Exercise →
Report all lines of the records that contain "toyota".
===== Information supplied =====
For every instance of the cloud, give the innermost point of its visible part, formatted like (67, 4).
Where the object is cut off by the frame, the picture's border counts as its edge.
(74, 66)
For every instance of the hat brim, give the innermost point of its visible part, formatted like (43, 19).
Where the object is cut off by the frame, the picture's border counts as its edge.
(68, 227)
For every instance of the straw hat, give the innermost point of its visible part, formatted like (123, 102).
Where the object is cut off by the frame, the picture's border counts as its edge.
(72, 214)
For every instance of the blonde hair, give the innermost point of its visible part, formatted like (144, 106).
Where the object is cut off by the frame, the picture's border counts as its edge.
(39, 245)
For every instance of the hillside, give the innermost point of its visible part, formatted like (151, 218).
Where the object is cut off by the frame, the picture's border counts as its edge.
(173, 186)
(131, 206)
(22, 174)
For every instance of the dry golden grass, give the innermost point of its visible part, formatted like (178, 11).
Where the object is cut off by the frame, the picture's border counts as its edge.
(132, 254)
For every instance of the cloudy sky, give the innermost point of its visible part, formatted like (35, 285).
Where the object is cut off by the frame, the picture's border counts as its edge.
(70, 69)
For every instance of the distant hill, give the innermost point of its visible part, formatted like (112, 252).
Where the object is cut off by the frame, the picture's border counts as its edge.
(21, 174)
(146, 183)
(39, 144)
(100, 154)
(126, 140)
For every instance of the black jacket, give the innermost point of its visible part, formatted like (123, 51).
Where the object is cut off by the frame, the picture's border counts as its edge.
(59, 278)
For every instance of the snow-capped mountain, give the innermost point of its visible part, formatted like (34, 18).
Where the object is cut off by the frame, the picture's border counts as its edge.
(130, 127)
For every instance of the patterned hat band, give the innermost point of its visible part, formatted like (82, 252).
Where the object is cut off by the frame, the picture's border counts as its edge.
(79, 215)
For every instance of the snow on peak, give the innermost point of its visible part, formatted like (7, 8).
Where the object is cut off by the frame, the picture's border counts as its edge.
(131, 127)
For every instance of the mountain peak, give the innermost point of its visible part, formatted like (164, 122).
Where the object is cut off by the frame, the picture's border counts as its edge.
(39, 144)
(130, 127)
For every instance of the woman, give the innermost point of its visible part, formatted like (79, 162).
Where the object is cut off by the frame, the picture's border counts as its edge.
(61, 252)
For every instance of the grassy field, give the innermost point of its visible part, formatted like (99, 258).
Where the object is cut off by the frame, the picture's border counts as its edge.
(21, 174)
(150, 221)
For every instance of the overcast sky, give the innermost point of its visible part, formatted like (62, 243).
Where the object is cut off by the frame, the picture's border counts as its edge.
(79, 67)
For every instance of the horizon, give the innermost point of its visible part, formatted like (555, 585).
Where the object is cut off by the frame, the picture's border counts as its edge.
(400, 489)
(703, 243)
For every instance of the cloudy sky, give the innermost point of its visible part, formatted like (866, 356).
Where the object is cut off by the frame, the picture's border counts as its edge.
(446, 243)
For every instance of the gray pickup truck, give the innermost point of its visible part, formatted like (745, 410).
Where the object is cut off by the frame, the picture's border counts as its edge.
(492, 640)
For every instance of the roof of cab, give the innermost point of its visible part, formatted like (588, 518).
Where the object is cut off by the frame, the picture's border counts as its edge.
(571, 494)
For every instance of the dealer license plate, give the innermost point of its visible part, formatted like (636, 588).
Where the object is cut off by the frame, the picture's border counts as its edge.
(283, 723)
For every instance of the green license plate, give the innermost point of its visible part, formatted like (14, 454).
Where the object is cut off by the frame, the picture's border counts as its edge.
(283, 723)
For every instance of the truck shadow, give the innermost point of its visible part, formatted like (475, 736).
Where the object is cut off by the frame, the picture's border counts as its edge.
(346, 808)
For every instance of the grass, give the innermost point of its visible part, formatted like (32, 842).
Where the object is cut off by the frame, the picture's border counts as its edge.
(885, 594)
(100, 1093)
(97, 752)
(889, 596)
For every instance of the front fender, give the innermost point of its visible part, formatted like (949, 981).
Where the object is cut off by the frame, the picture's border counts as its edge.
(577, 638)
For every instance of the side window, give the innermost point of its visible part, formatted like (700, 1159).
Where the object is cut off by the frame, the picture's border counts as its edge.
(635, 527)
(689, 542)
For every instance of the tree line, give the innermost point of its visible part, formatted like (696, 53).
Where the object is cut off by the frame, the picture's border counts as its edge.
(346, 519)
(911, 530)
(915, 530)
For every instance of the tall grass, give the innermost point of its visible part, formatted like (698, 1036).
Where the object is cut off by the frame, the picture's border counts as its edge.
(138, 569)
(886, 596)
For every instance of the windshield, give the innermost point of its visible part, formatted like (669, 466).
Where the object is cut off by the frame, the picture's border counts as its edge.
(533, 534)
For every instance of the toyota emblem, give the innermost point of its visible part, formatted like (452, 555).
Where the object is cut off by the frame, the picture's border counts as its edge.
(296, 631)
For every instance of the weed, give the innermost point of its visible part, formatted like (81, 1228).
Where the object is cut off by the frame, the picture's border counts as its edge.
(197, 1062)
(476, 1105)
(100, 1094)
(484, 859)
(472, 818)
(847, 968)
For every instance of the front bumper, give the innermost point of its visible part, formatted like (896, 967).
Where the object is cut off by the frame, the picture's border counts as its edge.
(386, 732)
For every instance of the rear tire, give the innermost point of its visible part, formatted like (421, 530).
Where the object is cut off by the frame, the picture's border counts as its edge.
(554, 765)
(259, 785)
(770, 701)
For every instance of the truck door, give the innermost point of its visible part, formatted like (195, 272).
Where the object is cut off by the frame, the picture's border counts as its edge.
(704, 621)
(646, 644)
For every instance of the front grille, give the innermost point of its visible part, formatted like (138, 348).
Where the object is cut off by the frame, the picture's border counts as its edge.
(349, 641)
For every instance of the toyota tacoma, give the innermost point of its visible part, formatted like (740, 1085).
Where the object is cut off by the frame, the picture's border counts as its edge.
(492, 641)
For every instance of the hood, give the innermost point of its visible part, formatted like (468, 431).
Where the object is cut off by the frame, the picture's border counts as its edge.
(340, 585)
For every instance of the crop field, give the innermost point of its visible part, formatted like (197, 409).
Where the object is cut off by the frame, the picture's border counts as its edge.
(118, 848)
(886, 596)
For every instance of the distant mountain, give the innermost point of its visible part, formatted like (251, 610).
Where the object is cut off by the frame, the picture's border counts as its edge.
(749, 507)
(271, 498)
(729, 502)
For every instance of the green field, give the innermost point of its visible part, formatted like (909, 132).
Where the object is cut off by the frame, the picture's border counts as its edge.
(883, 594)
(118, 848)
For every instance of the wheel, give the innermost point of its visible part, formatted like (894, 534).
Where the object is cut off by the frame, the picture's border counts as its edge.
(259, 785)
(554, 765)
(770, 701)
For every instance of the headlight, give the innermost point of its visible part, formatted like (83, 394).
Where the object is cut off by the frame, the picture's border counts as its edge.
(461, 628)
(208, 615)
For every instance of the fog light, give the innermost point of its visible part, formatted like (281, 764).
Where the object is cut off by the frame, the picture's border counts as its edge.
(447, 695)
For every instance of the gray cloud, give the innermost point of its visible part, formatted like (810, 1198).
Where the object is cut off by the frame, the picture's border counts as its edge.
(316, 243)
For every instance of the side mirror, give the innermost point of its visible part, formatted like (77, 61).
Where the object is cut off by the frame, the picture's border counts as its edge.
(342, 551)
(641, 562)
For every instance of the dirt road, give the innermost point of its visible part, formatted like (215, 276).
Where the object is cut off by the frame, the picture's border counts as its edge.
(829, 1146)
=====
Written solution →
For every instance of the toyota emblem, give the innermost point of its visible part, formatted like (452, 555).
For every instance of the toyota tacoma, give the innermost point of its visible part, formatted like (740, 1085).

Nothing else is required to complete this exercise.